(Data records)
------------------------------------------------------------

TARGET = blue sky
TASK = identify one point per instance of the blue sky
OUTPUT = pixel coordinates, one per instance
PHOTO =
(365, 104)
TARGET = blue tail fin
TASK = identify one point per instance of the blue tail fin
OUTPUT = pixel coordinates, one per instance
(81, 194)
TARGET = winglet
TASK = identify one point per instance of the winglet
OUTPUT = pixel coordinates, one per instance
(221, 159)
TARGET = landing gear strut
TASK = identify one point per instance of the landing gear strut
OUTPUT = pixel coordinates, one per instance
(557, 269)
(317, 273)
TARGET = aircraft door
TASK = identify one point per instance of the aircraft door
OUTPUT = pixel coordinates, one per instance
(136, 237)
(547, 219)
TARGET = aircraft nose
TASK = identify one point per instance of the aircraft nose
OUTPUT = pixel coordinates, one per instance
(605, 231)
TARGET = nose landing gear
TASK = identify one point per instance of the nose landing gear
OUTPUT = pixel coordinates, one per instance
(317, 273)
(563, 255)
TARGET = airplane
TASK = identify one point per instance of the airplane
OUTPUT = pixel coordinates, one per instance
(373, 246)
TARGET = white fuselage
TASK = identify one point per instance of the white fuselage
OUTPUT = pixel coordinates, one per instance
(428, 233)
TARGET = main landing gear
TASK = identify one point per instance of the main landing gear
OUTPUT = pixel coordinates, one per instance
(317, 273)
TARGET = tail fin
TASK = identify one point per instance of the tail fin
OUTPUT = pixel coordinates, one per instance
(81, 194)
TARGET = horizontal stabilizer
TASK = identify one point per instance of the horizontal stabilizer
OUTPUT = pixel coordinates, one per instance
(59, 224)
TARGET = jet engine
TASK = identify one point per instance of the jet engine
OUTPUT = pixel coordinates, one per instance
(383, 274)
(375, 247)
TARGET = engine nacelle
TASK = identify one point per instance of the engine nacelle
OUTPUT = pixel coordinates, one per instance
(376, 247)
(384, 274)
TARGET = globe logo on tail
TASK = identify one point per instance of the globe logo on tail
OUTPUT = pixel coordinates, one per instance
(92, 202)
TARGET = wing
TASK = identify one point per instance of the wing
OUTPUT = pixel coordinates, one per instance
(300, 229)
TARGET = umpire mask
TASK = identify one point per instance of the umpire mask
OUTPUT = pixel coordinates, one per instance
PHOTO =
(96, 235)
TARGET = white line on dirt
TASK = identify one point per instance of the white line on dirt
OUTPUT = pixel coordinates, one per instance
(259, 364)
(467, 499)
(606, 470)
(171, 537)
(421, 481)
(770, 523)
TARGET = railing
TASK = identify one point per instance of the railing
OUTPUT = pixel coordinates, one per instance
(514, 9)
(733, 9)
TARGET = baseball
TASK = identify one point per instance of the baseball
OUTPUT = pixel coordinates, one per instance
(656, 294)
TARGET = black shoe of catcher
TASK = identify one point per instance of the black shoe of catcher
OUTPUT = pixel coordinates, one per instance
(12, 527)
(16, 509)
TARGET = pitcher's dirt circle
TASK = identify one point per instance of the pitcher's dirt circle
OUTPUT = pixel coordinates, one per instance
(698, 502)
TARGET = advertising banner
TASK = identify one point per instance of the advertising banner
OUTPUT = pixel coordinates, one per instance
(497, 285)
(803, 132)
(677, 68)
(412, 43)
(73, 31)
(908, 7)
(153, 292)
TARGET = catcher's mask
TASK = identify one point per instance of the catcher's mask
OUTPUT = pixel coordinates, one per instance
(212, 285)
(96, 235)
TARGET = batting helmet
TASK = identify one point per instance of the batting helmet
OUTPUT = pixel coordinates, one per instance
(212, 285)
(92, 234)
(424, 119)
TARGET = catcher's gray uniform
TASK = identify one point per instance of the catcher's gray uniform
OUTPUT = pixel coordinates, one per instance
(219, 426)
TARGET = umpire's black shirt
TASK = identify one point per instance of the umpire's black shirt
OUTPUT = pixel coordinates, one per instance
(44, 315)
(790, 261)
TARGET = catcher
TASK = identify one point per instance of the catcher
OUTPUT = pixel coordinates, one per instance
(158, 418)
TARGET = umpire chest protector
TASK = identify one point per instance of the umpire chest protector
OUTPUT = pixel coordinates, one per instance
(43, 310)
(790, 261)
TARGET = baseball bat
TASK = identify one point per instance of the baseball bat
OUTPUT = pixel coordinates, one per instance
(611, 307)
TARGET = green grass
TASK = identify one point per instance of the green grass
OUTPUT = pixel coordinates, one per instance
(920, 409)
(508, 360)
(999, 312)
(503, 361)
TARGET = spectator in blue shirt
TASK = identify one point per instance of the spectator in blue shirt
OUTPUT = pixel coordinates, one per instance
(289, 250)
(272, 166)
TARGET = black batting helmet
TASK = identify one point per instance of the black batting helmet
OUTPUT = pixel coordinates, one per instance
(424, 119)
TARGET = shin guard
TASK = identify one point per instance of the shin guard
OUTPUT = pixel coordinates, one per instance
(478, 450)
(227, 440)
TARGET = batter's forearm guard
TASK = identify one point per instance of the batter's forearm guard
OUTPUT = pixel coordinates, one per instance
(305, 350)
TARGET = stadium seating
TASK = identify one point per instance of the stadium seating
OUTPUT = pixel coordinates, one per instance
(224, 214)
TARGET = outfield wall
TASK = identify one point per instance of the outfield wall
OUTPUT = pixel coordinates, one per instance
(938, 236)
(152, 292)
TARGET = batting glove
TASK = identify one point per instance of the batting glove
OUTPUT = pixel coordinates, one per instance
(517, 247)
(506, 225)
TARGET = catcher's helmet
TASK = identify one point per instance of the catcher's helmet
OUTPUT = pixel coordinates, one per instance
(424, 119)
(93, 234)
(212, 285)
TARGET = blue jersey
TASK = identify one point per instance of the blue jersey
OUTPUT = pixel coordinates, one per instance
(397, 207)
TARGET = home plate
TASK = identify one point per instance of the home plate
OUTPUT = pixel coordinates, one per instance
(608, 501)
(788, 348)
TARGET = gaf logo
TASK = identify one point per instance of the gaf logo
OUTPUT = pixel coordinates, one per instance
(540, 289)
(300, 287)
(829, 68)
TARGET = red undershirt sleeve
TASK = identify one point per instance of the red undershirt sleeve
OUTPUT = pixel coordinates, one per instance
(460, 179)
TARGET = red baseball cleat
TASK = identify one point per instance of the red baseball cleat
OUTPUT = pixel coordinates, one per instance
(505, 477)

------------------------------------------------------------

**Task item:**
Output only an exact transcription of the lines above from the one with "TASK = identify one point per instance of the umpire mask" up to and including the one with "TARGET = baseball bat".

**Exercise answer:**
TASK = identify one point per instance of the umpire mask
OUTPUT = pixel coordinates, one per instance
PHOTO =
(96, 235)
TARGET = white line on dirt
TASK = identify one point per instance of the white line on dirt
OUTPUT = pixel coordinates, one per instance
(259, 364)
(467, 499)
(606, 470)
(171, 537)
(421, 481)
(770, 523)
TARGET = railing
TASK = identify one point per instance of the railing
OUTPUT = pixel coordinates, one per instance
(514, 9)
(733, 9)
TARGET = baseball
TASK = identify one point per instance of the baseball
OUTPUT = pixel coordinates, one per instance
(656, 294)
TARGET = black shoe of catcher
TASK = identify one point per instance of the black shoe of catcher
OUTPUT = pixel coordinates, one per instance
(12, 527)
(16, 509)
TARGET = pitcher's dirt circle
TASK = identify one point per instance of the pitcher's dirt circle
OUTPUT = pixel coordinates, one per instance
(698, 502)
TARGET = advertising banner
TASK = identify one point per instance of the advertising banner
OUTPUT = pixel coordinates, one per instance
(497, 285)
(803, 132)
(677, 68)
(412, 43)
(73, 31)
(908, 7)
(153, 292)
TARGET = catcher's mask
TASK = identify one point per instance of the catcher's mask
OUTPUT = pixel coordinates, one per instance
(212, 285)
(96, 235)
TARGET = batting helmet
TASK = identify one point per instance of the batting helmet
OUTPUT = pixel coordinates, one per instance
(212, 285)
(92, 234)
(424, 119)
TARGET = catcher's gray uniform
TASK = identify one point per instance of the catcher's gray uniform
OUTPUT = pixel coordinates, one per instance
(219, 426)
TARGET = umpire's black shirt
TASK = identify one point per instance of the umpire's black shirt
OUTPUT = pixel coordinates, one per instance
(44, 315)
(790, 261)
TARGET = catcher
TASK = identify one point per instance of the catcher
OUTPUT = pixel coordinates, one per instance
(158, 418)
TARGET = umpire chest protector
TASK = identify one point per instance of the umpire chest protector
OUTPUT = pixel coordinates, one per instance
(43, 310)
(790, 261)
TARGET = baseball bat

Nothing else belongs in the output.